Start of Given data
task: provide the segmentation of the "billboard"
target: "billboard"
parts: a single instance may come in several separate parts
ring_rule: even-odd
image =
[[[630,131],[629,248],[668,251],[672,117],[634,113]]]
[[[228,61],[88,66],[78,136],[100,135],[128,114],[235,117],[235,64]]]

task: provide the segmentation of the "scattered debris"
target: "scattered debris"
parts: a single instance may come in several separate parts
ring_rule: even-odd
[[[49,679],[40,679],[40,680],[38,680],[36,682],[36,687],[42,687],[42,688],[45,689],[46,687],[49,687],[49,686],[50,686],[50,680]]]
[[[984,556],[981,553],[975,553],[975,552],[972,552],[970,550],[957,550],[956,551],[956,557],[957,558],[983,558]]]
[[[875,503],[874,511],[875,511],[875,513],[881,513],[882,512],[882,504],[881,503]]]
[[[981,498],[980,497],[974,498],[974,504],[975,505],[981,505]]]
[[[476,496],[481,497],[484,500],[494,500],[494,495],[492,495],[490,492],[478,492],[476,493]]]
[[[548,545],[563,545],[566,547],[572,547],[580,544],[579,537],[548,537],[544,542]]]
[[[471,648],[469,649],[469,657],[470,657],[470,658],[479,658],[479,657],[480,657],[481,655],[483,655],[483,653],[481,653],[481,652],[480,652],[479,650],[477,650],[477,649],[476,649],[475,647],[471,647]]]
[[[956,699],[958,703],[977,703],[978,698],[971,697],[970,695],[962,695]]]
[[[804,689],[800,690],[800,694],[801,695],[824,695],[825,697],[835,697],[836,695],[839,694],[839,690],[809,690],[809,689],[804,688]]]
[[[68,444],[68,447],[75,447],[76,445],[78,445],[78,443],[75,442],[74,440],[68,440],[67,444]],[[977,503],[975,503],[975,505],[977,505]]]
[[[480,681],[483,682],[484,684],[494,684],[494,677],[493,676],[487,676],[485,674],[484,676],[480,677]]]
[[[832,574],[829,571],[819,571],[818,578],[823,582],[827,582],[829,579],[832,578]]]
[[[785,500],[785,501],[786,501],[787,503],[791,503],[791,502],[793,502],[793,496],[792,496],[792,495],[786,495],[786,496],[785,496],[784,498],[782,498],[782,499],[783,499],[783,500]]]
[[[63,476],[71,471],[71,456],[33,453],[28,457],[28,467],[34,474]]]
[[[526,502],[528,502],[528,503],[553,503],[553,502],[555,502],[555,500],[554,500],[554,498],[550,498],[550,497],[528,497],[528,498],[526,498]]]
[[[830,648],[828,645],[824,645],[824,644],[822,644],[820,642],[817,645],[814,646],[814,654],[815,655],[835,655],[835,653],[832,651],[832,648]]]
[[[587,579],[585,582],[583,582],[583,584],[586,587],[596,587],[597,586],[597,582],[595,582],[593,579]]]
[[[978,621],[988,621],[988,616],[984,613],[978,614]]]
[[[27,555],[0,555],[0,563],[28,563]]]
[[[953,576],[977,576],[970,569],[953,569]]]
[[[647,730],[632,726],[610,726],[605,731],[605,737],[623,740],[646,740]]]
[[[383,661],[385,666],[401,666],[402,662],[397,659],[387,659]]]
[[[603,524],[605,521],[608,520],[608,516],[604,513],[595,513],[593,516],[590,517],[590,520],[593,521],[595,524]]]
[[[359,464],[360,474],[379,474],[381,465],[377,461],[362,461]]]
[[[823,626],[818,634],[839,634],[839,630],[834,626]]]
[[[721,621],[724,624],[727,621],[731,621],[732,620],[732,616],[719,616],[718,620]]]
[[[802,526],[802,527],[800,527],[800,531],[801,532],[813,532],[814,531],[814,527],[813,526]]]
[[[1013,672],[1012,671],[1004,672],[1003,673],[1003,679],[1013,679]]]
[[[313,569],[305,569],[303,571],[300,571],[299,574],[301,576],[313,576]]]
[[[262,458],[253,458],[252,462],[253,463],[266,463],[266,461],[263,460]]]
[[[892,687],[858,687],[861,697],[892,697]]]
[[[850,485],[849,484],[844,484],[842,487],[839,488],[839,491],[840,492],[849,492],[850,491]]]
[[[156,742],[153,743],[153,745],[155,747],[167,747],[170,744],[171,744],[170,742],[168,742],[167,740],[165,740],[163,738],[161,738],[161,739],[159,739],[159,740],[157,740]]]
End of Given data
** The problem **
Check each line above for the string "debris" and copy the ones that have it.

** The answer **
task: provide the segmentation of the "scattered debris"
target: "scattered debris"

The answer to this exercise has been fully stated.